- _Exercise description_
Reproduce every line of the material below word for word.

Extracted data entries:
..........
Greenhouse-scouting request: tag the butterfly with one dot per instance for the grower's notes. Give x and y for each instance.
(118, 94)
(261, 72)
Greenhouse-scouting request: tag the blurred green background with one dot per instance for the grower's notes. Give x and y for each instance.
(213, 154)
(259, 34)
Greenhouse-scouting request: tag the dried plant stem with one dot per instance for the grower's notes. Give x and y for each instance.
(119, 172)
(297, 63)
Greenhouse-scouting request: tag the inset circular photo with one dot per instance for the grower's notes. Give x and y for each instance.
..........
- _Answer for this exercise_
Greenhouse-scouting request: tag the butterfly with one dot per instance for the grower's notes. Give x and y for each instance.
(118, 94)
(261, 72)
Greenhouse-scouting request: tag the blurred green background with one dot per instance for the grower's notes. Give x and y for each instance.
(213, 154)
(259, 34)
Greenhouse-scouting request: tag the dried plant stem with one dot per instance for the grower's notes. Give x and y for each instance.
(119, 172)
(297, 63)
Greenhouse-scouting request: tag the inset circular photo with one dot per instance for the grower's notes. Give x and y for each instance.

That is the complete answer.